(GIVEN PASSAGE Opens)

I had to pay out for treatment to an injury on holiday, but I'm more worried that our free NHS is dying from a thousand cuts
Recently, down in Portugal, I had to have what those in the medical community would term "a procedure". It wasn't a terribly serious procedure. A small injury to my back which, as it turned out, subsequently required a number of wound dressings (€10 a time) following the initial consultation and then the painful extraction of €145 from my pocket.
I don't want to sound ungrateful. In fact I'm anything but. I was treated with courtesy, efficiency and care by truly professional medical staff.
Accustomed as we are in this part of the world to free medical care, €185 for a simple injury felt like a bit of a slap up the bake.
And I know what you're thinking at this point - didn't I have travel insurance?
No. The one time...
On the plus side, it was an interesting and illuminating insight into how they do healthcare elsewhere in the EU.
I didn't actually have to make an appointment. I just went along to the local clinic where I had to wait in a queue - even to reach the receptionist.

(GIVEN PASSAGE Closes)
(ENTRIES PROVIDED Opens)

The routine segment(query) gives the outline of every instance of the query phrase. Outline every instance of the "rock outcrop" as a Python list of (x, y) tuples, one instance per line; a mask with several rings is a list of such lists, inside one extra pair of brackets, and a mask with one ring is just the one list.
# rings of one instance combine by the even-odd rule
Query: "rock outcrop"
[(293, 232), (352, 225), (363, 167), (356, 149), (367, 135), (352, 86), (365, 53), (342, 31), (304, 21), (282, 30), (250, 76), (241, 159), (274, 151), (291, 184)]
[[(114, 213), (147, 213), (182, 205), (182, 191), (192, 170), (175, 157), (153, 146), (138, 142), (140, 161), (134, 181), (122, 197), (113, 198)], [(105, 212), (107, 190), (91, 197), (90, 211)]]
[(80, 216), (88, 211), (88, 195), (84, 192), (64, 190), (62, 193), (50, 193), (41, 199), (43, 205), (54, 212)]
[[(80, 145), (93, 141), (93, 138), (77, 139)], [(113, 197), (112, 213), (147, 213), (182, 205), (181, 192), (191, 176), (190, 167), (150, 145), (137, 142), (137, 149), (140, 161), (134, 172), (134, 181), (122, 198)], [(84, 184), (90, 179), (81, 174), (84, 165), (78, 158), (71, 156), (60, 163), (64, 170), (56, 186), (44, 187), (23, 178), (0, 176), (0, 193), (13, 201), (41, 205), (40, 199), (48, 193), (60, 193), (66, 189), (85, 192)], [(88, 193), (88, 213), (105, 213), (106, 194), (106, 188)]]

(ENTRIES PROVIDED Closes)

» ACTIONS TO TAKE:
[1] For each statement, say yes or no according to the holiday injury piece, and quote the words from it that decide the answer: (a) The writer had to make an appointment at the clinic. (b) The medical staff treated the writer with courtesy. (c) Each wound dressing cost €10.
[2] Continue the holiday injury piece from the point where it stops.
The records are separate material and have no connection to the holiday injury piece.

» RESULTS FOR EACH TASK:
[1]
(a) No: "I didn't actually have to make an appointment."
(b) Yes: "I was treated with courtesy, efficiency and care by truly professional medical staff."
(c) Yes: "a number of wound dressings (€10 a time)"

[2]
There was a ticket machine where you're required to take a number and wait your turn.
By the time I'd spotted this machine though, about six people had already queue-jumped me.
Much later (and honestly this wasn't a speedy process) I was sent upstairs.
Eventually I got to see the doctor who attended to my injury before sending me on my way with a cheery handshake.
Downstairs again, having snipped off another ticket, I was back in the big queue. It felt like a sort of medical Tesco checkout till.
Every little helps...
I know we all say this all the time - but this sort of experience really does make you appreciate the health service.
The free health service.
How very lucky we are to have the health service.
We all say that. Not just for the big life-saving stuff (and believe me I have a family reason to be grateful for that) but for the everyday-ish sort of medical attention that, back here, we never even bother to mentally cost.
Sadly, the truth is the health service is now on its knees.
And in order to resuscitate it, we would seem to have two choices. Either the government decides to shore up our failing health service by diverting public funding from other vital areas - education, for example.
Or we accept that the fabulous free Health Service we've enjoyed all our lives (and take for granted) will no longer be a free for all.
Money has to come from somewhere.
But from where? Some say charge the smokers. The drunks and druggies who clutter up A&E. People who eat junk food and have an aversion to kale. Slobs who don't exercise...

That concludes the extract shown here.